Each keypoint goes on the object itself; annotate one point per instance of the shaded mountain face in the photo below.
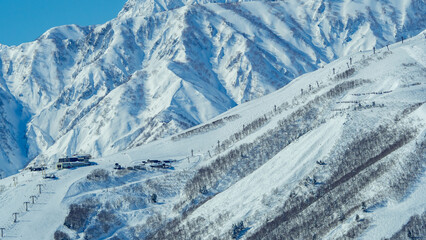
(328, 156)
(164, 66)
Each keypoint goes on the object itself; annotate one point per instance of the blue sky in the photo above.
(25, 20)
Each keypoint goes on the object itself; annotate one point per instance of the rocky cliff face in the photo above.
(163, 66)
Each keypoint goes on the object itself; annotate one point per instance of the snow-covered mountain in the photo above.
(328, 156)
(164, 66)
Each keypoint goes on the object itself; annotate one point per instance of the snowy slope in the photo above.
(301, 162)
(164, 66)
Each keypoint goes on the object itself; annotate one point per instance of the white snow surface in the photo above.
(164, 66)
(398, 74)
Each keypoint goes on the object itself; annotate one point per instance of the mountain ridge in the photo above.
(178, 68)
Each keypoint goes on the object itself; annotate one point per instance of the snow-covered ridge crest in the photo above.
(329, 156)
(146, 74)
(147, 7)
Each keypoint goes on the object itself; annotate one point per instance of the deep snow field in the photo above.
(384, 85)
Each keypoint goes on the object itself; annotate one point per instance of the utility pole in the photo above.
(26, 206)
(39, 188)
(15, 219)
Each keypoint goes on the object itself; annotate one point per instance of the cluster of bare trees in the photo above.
(309, 216)
(244, 159)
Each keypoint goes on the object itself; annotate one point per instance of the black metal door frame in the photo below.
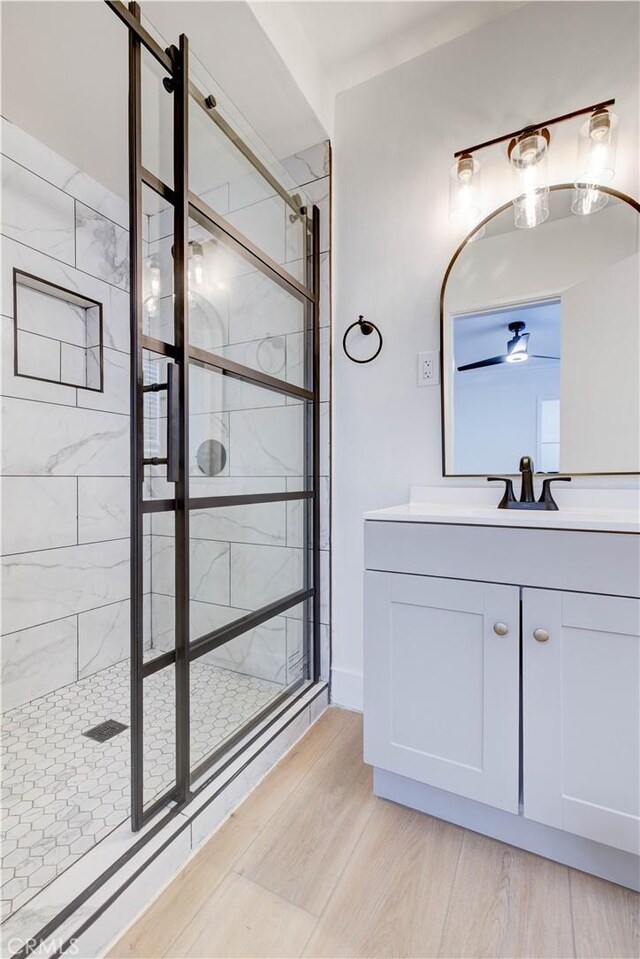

Aim of the exercise — Can you rewrite the data, starting at the line that contains "crest in the photo above." and continuing through the last line, with every line kept but each point coordinate offset by 19 in both x and y? Leave the pictures out.

Exercise answer —
Each keypoint goes on the object itself; annotate one point per instance of the snow-covered ridge crest in the photo above.
(348, 175)
(165, 93)
(166, 26)
Each keypoint goes on the object itself; annotate one point per instance of the deep snow field in the photo above.
(403, 104)
Each keypoint goes on the object itself; annotate one point per instance of the utility pole in the photo above.
(45, 225)
(58, 207)
(34, 238)
Each keypoint goes on the object itself; annotate one point per instance of the cluster of bare trees in the photo above.
(328, 235)
(263, 178)
Each keypoint goes on the object itself; annotate one point per instance of the black metal door frame in the photo below.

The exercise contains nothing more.